-- DATA FOR THIS EXERCISE follows --
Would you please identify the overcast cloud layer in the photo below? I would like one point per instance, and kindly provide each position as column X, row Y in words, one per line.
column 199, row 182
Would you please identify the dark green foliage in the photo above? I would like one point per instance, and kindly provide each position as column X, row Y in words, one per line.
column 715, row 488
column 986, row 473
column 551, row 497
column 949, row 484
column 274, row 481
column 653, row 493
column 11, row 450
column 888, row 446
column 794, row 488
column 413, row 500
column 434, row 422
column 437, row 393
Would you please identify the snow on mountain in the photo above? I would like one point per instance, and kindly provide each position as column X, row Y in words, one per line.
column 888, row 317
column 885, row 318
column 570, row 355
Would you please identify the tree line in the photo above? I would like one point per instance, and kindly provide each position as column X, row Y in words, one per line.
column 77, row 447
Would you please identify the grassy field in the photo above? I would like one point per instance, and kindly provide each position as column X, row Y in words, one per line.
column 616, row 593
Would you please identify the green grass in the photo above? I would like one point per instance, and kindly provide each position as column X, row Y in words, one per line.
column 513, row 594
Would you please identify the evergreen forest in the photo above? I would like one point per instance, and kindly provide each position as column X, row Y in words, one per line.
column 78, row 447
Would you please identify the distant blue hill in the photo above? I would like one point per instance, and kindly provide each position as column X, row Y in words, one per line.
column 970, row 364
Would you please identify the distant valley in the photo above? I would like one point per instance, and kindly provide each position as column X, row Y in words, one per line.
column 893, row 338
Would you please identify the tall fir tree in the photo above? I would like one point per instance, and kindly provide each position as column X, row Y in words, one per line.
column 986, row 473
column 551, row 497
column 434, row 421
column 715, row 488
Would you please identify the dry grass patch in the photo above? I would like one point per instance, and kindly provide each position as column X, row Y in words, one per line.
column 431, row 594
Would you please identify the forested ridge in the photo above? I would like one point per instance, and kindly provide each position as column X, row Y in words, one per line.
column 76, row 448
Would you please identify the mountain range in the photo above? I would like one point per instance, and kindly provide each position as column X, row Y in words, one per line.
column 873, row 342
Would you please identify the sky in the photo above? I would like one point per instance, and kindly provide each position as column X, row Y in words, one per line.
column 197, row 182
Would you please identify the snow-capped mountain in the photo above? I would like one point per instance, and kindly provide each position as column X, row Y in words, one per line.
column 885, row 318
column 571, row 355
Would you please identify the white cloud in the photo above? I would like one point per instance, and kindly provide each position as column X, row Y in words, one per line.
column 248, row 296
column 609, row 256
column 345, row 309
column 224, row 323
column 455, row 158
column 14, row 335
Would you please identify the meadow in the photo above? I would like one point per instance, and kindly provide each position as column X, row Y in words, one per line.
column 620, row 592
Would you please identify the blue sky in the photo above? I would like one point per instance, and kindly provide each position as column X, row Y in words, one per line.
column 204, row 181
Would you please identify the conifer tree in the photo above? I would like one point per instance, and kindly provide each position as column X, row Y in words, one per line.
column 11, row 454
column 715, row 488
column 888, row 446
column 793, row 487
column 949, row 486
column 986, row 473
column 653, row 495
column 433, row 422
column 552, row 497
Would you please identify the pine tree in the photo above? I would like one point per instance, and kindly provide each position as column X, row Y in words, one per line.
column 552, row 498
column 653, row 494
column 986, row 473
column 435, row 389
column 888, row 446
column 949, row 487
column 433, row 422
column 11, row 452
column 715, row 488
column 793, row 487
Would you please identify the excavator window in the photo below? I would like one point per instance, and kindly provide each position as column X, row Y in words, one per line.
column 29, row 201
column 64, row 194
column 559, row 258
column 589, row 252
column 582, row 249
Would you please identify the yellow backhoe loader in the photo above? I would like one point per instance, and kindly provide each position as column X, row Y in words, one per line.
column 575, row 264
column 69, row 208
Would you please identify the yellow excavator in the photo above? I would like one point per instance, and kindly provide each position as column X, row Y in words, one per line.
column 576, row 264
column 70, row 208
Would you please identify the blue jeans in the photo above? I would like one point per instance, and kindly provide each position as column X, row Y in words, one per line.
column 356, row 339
-- DATA FOR THIS EXERCISE concluded --
◆ ASSIGNMENT ◆
Only the lines from the one containing "Would you please identify the excavator" through the end of the records above belong in the answer, each exactly as written.

◆ OUTPUT FOR THIS TASK ◆
Would you please identify the excavator window in the photo below? I would like one point per instance, and kindly provide each position as column X, row Y in words, one per line.
column 29, row 201
column 64, row 194
column 559, row 258
column 589, row 252
column 582, row 249
Would you please identify the yellow backhoe loader in the photo above? I would like one point per instance, and kindly provide each position as column X, row Y in words, one per line.
column 575, row 264
column 69, row 208
Would you please identify the yellow excavator in the photo above? I would like one point per instance, and kindly provide each position as column X, row Y in words, one per line.
column 576, row 264
column 70, row 208
Would you please identify the blue jeans in the photo above? I would like one point per instance, and kindly provide each position as column X, row Y in words, one per line.
column 356, row 339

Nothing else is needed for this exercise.